◆ Exercise objective ◆
From the line that holds "Target: white arch" to the last line of the data, copy everything exactly; leave out all the rest.
** Opening Supplied material block **
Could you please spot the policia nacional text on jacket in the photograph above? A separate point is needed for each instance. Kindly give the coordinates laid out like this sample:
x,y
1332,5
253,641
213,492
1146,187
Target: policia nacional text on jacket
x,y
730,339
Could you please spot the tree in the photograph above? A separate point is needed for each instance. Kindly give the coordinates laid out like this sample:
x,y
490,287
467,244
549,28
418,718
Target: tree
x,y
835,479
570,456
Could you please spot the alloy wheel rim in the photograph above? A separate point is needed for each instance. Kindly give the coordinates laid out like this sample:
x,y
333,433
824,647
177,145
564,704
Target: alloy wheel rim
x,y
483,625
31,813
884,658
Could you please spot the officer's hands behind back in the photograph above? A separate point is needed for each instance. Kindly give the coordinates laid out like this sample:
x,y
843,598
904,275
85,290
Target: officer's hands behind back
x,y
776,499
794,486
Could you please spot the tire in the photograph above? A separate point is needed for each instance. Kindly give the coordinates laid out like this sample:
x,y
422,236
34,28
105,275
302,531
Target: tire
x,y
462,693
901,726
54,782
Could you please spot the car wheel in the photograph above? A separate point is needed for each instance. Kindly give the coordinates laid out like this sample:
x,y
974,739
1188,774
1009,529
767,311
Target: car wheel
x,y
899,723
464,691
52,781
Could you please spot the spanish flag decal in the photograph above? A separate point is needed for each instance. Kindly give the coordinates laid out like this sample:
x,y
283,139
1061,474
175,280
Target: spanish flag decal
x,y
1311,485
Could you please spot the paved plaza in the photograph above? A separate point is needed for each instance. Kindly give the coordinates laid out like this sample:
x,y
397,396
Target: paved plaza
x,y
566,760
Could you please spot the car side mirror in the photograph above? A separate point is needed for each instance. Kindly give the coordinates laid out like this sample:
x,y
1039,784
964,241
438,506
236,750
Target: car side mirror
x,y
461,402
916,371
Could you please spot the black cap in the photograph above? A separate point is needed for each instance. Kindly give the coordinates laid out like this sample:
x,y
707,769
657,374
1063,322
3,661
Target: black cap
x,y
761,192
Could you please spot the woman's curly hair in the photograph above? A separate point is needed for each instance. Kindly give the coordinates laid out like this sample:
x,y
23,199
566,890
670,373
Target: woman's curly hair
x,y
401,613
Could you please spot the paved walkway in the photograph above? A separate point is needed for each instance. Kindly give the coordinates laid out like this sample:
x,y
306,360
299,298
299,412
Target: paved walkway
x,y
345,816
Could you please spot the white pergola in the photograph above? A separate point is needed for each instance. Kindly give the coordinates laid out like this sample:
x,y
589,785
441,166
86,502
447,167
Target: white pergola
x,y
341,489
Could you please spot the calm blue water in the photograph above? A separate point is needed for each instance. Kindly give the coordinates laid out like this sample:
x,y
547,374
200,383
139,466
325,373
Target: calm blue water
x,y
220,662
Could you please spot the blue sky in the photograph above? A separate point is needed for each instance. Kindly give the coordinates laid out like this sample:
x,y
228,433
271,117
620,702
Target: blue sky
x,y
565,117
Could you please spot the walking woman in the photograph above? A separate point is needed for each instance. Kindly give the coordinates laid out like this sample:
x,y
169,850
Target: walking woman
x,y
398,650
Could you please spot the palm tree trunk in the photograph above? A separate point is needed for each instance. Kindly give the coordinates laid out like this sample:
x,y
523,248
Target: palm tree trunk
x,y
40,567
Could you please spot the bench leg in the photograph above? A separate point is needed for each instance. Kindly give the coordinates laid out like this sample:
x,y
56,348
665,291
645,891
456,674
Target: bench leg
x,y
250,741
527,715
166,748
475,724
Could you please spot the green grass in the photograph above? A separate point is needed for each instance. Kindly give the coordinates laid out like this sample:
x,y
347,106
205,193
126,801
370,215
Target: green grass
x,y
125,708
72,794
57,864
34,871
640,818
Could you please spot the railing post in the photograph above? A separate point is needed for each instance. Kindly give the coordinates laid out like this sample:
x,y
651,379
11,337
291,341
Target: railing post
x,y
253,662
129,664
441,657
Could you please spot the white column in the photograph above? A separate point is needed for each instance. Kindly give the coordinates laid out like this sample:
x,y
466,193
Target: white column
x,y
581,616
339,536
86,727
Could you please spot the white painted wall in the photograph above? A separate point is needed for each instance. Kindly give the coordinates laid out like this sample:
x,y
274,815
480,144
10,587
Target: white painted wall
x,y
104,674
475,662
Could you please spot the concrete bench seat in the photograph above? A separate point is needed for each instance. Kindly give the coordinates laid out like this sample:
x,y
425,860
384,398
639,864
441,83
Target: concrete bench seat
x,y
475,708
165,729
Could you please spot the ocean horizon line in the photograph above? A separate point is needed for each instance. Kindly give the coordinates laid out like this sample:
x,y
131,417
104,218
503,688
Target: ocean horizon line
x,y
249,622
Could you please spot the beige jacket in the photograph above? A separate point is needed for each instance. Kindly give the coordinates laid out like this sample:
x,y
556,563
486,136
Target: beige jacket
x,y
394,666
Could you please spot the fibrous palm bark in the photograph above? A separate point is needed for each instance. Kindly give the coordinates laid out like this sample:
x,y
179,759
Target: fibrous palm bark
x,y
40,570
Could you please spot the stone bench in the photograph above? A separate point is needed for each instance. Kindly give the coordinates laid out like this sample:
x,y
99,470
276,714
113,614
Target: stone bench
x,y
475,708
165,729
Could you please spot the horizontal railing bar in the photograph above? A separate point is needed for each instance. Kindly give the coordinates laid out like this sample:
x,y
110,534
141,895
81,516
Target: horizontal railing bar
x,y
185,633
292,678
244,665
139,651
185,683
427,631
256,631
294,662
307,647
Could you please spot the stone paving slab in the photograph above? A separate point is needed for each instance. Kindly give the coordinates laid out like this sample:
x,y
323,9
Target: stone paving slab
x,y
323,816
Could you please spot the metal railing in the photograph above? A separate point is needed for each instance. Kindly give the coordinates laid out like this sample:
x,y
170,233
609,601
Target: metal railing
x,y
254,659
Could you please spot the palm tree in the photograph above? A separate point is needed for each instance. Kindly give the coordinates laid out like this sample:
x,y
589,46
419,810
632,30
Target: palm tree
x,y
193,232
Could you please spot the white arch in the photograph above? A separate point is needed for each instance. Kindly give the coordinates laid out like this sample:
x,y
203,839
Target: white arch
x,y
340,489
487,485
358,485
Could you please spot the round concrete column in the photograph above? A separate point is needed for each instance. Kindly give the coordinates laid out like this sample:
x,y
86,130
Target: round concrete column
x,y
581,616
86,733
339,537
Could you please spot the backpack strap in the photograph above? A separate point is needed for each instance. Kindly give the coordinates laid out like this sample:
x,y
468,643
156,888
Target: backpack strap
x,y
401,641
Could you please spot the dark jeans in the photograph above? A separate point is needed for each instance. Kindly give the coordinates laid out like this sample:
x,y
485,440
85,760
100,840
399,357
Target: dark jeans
** Closing Supplied material block **
◆ Response for this exercise ◆
Target: white arch
x,y
340,489
487,485
358,485
Could you please spot the round concrete column in the photograph above? A separate point is needed for each instance. Kindly give the coordinates laid out like this sample:
x,y
86,130
Target: round concrete column
x,y
581,616
86,733
339,537
Could you please spot the backpack strap in the photograph above? A separate point is needed for each instance. Kindly give the coordinates laid out like this sample:
x,y
468,643
156,888
Target: backpack strap
x,y
401,641
Could you please spot the dark jeans in the photograph above? A separate point is needed for each instance. Kindly give the coordinates laid out like this sample:
x,y
485,440
85,760
100,840
399,357
Target: dark jeans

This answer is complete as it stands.